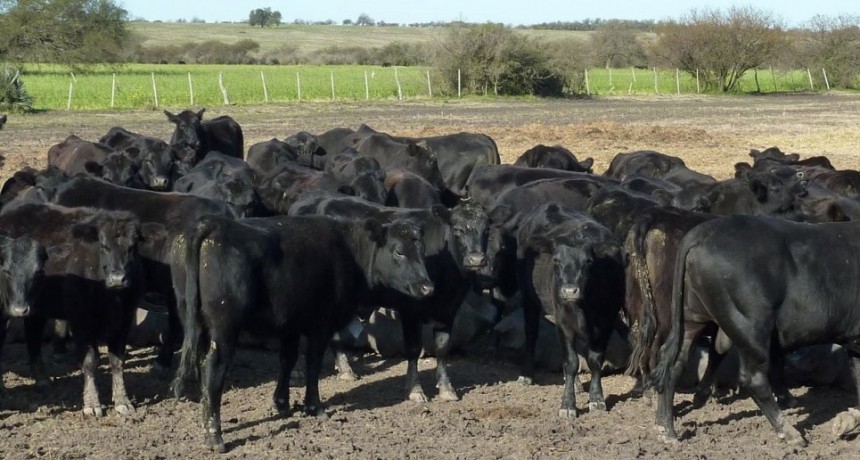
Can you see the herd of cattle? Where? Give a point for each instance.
(297, 237)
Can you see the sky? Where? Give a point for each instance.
(792, 12)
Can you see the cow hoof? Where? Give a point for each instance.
(124, 409)
(94, 411)
(567, 413)
(597, 406)
(418, 396)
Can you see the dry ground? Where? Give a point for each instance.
(496, 418)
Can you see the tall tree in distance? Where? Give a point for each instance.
(64, 31)
(264, 17)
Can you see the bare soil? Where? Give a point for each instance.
(496, 417)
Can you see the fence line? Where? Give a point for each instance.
(116, 89)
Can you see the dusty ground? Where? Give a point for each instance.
(496, 418)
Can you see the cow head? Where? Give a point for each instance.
(398, 258)
(116, 236)
(22, 262)
(189, 129)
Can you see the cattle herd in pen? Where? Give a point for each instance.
(297, 237)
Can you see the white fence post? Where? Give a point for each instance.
(265, 90)
(154, 89)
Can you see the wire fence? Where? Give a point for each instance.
(153, 86)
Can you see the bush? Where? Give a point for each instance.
(13, 95)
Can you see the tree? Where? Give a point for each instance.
(264, 17)
(64, 31)
(720, 47)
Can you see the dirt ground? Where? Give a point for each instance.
(496, 417)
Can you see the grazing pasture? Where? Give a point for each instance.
(496, 416)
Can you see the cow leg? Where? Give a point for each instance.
(442, 344)
(33, 329)
(754, 377)
(212, 378)
(412, 342)
(116, 356)
(289, 354)
(570, 364)
(89, 365)
(313, 365)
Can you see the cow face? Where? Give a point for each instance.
(22, 262)
(398, 259)
(189, 129)
(470, 227)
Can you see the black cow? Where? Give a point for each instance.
(93, 279)
(555, 157)
(153, 158)
(164, 217)
(220, 134)
(267, 156)
(22, 263)
(454, 242)
(298, 275)
(770, 286)
(224, 179)
(570, 269)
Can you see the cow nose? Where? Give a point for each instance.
(426, 290)
(116, 280)
(17, 310)
(569, 293)
(159, 182)
(475, 260)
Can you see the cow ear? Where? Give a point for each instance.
(587, 164)
(94, 168)
(376, 230)
(85, 232)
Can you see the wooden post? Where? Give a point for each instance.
(265, 90)
(656, 88)
(154, 89)
(399, 88)
(190, 90)
(459, 87)
(366, 87)
(429, 88)
(587, 87)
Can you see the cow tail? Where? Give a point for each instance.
(643, 342)
(193, 333)
(671, 348)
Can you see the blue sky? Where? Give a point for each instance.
(793, 12)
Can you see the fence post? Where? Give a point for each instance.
(223, 89)
(190, 90)
(459, 87)
(399, 88)
(429, 88)
(154, 89)
(366, 86)
(656, 88)
(265, 90)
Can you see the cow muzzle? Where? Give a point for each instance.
(570, 293)
(474, 260)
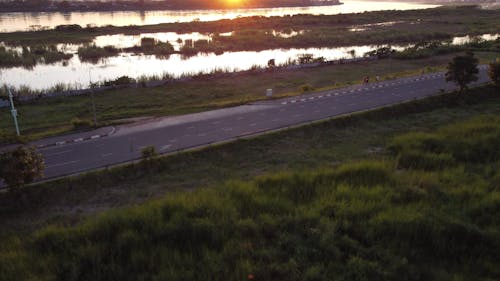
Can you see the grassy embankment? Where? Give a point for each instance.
(309, 147)
(426, 208)
(53, 116)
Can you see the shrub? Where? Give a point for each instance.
(79, 124)
(306, 88)
(494, 72)
(149, 153)
(366, 173)
(412, 159)
(21, 166)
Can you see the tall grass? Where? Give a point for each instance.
(366, 220)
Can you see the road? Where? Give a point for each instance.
(183, 132)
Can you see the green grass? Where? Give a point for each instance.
(412, 26)
(314, 146)
(52, 116)
(365, 219)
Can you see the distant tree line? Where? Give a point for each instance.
(129, 5)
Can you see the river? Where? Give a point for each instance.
(25, 21)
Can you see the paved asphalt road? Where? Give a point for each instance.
(182, 132)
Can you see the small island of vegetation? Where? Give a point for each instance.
(149, 5)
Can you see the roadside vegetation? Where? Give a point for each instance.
(51, 116)
(424, 207)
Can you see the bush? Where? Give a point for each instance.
(79, 124)
(306, 88)
(149, 153)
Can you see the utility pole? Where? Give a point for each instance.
(92, 99)
(13, 110)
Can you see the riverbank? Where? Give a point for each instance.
(312, 150)
(334, 30)
(118, 6)
(47, 117)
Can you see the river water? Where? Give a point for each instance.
(78, 74)
(26, 21)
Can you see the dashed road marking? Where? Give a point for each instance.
(165, 147)
(58, 153)
(62, 164)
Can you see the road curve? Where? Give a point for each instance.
(193, 130)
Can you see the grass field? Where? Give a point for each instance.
(404, 193)
(309, 147)
(53, 116)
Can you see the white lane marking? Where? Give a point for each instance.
(58, 153)
(165, 147)
(62, 164)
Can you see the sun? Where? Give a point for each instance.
(233, 3)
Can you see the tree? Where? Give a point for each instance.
(463, 70)
(494, 72)
(21, 166)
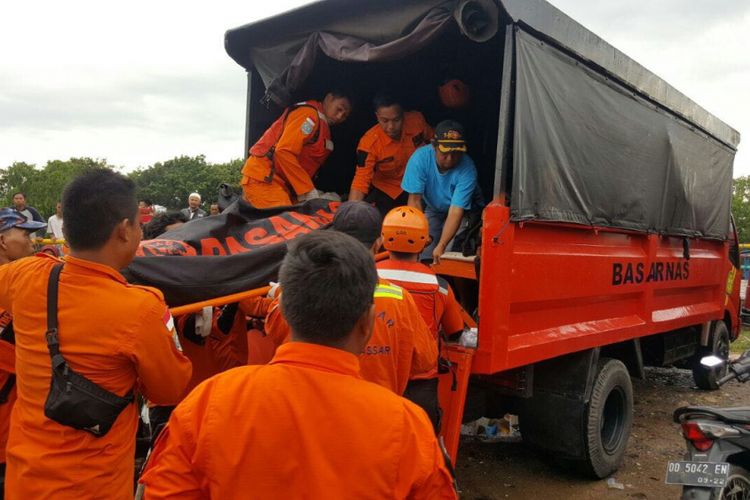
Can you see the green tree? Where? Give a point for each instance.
(43, 187)
(170, 183)
(741, 207)
(18, 177)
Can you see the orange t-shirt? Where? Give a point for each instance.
(295, 162)
(120, 337)
(401, 345)
(303, 426)
(381, 161)
(432, 294)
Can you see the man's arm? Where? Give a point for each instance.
(425, 354)
(450, 228)
(170, 471)
(162, 368)
(300, 125)
(365, 170)
(423, 473)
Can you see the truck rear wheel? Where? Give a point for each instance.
(609, 417)
(705, 378)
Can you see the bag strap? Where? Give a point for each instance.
(7, 387)
(53, 343)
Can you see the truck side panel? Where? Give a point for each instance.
(550, 289)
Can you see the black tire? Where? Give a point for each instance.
(609, 418)
(705, 378)
(737, 488)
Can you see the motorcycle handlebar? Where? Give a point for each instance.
(739, 370)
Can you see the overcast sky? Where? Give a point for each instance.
(143, 81)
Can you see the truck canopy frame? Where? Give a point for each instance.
(587, 135)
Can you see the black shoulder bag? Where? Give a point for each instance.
(74, 400)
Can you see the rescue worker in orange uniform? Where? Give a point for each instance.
(15, 243)
(117, 335)
(405, 234)
(305, 425)
(284, 161)
(383, 151)
(401, 345)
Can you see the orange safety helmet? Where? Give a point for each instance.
(405, 229)
(454, 94)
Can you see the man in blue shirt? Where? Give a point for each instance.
(444, 178)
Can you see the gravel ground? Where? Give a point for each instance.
(499, 471)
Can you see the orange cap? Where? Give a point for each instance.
(405, 229)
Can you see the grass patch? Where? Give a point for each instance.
(742, 343)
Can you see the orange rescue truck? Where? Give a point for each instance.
(606, 244)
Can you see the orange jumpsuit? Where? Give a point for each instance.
(7, 370)
(432, 294)
(381, 161)
(401, 345)
(303, 426)
(119, 336)
(284, 161)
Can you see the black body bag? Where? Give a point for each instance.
(74, 400)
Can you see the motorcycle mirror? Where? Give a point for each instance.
(712, 361)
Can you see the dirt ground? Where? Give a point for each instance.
(498, 471)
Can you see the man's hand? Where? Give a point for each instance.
(355, 195)
(438, 252)
(310, 195)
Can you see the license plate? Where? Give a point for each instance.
(708, 474)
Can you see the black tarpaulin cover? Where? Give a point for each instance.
(283, 83)
(239, 250)
(587, 151)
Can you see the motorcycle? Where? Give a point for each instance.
(717, 464)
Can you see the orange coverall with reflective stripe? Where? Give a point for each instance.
(303, 426)
(7, 368)
(433, 295)
(381, 161)
(401, 345)
(294, 171)
(111, 332)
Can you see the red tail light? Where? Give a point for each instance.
(695, 435)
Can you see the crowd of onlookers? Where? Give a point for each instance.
(155, 219)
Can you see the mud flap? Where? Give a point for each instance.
(452, 394)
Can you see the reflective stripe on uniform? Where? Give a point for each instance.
(391, 291)
(408, 276)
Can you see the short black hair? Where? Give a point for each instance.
(94, 203)
(158, 225)
(340, 92)
(384, 99)
(328, 281)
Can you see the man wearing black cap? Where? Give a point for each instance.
(444, 178)
(15, 243)
(15, 230)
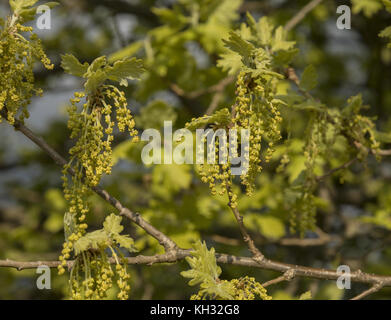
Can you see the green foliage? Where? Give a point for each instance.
(18, 58)
(100, 70)
(309, 78)
(205, 272)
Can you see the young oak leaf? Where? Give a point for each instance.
(71, 65)
(125, 69)
(28, 14)
(205, 272)
(112, 224)
(93, 240)
(309, 78)
(239, 45)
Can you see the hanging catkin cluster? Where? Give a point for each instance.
(256, 107)
(93, 115)
(256, 110)
(20, 48)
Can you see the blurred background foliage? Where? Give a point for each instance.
(180, 45)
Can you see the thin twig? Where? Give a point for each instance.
(164, 240)
(257, 255)
(287, 276)
(179, 254)
(376, 287)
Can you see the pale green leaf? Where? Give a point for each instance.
(309, 78)
(122, 70)
(71, 65)
(112, 224)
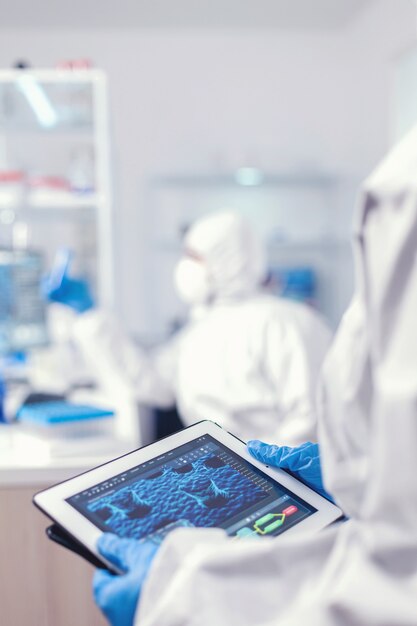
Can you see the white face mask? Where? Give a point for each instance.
(192, 281)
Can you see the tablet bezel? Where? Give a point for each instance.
(52, 501)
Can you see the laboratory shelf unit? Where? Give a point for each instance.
(295, 212)
(55, 169)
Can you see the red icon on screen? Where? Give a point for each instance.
(290, 510)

▸ Work item: Word for word, reproduce each line from the one with "Can you see the hanging" through the last line of the material above, both included, and drop the pictures.

▸ Answer to this problem:
Can you see the hanging catkin cluster? Where? Give a point for each instance.
(256, 107)
(93, 115)
(256, 110)
(20, 48)
Can you see the blurred background foliage? Where? Give a point for each instance.
(180, 45)
Can you see the thin twig? Where? Give a point for each instance.
(164, 240)
(257, 255)
(287, 276)
(179, 254)
(376, 287)
Can you see the pale green leaf? Where? Give a point for each instance.
(309, 78)
(122, 70)
(71, 65)
(112, 224)
Can you see the white face mask? Where? Give a point for each instance.
(192, 281)
Can you see the tablet bezel? Where? Give a point for each instance.
(52, 501)
Can you see the laboratory shelf unit? Where? Give a point for each instance.
(295, 212)
(55, 169)
Can you see the red icon on screen? Where? Give a point for each instance.
(290, 510)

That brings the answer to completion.